### WHAT TO PRODUCE:
Among the entries below, find every line that contains the string "branch", then copy it.

Dataset excerpts:
= Beginning of Section =
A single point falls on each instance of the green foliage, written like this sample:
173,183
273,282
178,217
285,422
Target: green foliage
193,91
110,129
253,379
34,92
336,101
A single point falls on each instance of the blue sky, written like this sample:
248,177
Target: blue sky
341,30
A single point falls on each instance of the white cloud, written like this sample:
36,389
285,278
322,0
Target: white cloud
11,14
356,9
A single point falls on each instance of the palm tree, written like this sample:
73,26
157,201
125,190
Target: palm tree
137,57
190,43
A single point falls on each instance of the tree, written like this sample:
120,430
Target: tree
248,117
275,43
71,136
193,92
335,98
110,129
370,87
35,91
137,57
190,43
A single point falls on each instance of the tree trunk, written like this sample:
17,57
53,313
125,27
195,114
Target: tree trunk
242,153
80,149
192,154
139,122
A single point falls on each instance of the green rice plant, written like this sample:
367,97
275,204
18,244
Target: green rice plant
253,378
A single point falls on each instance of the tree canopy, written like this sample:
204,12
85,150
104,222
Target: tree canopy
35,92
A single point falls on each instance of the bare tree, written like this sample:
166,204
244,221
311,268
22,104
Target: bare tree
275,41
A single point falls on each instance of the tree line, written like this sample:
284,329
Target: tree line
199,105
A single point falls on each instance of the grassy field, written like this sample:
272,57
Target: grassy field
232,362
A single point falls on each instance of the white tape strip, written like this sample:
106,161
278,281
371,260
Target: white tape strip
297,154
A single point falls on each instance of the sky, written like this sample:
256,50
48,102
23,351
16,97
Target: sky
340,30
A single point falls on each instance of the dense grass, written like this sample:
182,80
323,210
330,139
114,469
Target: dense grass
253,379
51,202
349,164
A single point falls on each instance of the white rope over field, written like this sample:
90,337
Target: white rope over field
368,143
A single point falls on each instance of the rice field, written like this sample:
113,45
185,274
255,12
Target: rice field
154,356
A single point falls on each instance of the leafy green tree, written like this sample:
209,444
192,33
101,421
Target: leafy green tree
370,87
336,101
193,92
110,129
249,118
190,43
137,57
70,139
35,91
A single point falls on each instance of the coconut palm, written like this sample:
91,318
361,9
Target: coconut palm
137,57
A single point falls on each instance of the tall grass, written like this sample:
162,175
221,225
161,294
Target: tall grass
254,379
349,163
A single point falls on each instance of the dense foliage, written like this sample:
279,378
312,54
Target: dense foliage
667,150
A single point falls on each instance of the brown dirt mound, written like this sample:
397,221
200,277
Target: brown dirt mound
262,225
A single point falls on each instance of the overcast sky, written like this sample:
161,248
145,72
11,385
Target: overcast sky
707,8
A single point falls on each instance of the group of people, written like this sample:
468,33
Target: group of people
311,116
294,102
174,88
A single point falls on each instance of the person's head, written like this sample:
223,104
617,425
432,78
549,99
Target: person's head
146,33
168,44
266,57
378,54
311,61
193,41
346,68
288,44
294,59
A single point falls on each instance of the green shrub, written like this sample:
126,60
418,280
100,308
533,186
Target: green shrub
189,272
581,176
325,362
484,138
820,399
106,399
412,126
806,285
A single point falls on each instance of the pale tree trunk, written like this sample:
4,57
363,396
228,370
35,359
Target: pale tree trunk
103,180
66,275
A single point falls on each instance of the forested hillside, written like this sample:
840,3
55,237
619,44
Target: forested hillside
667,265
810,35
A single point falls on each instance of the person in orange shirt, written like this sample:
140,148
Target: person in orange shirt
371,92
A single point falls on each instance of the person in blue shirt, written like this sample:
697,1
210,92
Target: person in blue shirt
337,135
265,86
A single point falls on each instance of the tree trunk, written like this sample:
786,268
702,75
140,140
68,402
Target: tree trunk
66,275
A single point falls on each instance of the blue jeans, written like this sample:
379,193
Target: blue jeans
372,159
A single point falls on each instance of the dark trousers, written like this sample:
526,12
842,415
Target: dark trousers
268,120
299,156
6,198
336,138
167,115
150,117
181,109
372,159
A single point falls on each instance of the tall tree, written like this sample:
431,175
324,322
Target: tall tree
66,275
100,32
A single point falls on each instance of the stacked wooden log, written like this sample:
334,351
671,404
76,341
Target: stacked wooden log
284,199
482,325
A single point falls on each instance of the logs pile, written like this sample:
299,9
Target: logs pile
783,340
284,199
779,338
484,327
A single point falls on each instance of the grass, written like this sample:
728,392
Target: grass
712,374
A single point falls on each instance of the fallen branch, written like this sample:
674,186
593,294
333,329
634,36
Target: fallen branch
= End of Section =
### EXERCISE OUTPUT:
A single point falls on each instance of the fallen branch, written like this sample:
Target: fallen branch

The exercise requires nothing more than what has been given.